[Collected data entries]
____

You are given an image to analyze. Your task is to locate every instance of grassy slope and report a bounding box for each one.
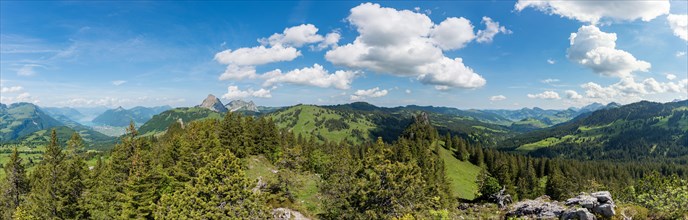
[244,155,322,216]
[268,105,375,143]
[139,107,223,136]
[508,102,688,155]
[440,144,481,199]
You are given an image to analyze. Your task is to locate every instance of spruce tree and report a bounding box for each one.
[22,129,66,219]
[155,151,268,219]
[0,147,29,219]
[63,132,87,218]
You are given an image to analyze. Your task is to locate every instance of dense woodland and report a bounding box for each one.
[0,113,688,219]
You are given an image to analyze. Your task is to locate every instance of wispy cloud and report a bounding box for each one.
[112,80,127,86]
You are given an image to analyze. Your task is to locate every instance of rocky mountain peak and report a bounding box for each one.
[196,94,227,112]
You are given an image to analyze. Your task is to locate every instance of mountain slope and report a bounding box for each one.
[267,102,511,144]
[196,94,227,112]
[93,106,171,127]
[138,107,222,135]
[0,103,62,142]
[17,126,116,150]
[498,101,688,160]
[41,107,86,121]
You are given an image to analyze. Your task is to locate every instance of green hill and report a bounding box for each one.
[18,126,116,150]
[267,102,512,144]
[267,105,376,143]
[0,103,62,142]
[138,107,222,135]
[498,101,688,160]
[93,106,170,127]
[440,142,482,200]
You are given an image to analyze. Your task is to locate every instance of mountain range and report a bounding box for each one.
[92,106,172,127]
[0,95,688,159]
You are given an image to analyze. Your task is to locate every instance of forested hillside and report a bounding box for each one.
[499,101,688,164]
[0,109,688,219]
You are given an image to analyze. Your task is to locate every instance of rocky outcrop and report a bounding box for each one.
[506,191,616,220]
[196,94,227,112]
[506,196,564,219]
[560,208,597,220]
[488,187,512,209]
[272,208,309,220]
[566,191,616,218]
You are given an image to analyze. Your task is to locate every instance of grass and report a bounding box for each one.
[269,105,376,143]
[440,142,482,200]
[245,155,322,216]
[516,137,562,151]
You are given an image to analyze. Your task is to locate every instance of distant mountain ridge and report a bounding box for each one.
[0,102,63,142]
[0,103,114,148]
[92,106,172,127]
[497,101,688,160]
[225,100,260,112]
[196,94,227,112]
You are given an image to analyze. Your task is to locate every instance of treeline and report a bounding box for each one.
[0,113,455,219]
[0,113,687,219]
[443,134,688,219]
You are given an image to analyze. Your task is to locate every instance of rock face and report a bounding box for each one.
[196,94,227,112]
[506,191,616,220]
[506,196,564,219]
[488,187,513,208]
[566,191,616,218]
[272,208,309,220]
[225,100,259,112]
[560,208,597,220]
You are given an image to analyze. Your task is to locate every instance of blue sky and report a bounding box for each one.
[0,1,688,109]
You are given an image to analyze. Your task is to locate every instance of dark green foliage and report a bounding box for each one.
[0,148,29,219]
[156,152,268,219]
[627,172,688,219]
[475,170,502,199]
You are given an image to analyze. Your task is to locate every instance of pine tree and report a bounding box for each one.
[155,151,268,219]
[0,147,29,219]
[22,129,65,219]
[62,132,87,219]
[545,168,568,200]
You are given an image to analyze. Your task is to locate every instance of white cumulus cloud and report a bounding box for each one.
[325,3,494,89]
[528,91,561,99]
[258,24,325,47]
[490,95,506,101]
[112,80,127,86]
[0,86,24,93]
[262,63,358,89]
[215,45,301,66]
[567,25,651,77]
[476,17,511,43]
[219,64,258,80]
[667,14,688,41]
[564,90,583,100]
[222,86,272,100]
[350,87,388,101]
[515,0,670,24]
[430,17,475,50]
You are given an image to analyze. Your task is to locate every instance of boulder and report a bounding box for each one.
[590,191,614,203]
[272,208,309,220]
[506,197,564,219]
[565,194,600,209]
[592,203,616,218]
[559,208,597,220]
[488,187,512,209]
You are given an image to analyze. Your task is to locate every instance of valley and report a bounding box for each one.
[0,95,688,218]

____

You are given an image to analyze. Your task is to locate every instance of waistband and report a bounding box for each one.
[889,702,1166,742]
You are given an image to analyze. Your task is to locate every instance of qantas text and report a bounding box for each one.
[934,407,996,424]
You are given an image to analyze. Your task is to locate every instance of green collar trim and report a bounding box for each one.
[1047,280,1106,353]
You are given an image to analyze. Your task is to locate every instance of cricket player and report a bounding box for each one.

____

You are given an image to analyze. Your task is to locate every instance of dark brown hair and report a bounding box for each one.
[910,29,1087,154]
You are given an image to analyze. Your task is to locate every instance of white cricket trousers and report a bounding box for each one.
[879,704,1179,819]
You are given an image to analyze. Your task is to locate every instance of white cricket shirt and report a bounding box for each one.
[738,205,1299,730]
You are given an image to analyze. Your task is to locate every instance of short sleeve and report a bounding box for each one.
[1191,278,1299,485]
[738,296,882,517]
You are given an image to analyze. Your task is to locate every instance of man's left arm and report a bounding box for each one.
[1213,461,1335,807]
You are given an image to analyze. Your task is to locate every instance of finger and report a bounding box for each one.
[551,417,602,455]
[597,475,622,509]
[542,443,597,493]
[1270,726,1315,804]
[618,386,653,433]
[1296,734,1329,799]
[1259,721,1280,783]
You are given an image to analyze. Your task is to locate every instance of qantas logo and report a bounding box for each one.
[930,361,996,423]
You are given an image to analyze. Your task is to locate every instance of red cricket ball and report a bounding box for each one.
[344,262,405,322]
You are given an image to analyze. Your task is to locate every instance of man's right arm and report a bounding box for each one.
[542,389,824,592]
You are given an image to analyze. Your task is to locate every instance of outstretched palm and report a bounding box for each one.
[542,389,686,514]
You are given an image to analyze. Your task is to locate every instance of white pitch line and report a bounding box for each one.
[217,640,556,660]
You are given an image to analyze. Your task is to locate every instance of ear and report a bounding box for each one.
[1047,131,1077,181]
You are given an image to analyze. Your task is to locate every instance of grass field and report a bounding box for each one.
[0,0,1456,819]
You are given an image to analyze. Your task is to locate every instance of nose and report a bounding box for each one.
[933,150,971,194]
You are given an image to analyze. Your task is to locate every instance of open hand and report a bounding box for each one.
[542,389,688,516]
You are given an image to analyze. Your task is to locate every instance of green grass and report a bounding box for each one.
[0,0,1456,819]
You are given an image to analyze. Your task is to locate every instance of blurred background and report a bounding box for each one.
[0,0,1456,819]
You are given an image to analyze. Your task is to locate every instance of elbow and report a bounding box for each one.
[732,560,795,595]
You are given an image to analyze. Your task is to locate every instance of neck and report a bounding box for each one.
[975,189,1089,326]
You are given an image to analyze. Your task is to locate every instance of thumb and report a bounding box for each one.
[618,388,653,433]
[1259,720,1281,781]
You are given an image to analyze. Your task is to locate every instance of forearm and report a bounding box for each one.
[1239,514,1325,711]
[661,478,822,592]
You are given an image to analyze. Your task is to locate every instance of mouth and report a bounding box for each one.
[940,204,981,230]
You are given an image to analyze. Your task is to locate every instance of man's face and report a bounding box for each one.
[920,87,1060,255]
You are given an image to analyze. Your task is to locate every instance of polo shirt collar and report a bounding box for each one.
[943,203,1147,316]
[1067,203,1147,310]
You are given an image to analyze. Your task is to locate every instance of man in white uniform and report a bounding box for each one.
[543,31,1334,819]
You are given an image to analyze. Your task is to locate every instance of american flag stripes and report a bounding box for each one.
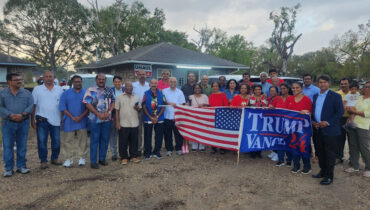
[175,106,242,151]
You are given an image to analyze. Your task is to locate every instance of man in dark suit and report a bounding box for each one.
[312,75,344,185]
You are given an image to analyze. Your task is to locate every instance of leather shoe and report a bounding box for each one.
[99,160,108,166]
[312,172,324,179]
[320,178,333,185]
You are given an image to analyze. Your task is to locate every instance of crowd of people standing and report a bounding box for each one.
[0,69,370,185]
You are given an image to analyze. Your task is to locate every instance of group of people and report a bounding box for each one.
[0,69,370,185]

____

Task instructions: Give the stretch of the listing from the line containing "instance of grassy" through the line containing "[63,132,87,218]" as a two-column CSV with the headers request and answer, one row per request. Put each request's text and its answer in one quoted field each, turn line breaks into spaces, and leave the pictures out.

Full answer:
request,answer
"You are given an image to analyze. Your task is to locate every instance of grassy slope and report a bounding box for each one.","[244,155,322,216] [268,105,375,143] [139,107,223,136] [508,102,688,155] [440,144,481,199]"
"You are given an image to analyze. Your task is to locate every instance of spruce tree and report a bounding box for each one.","[22,129,66,219] [155,151,268,219] [0,147,29,219] [63,132,87,218]"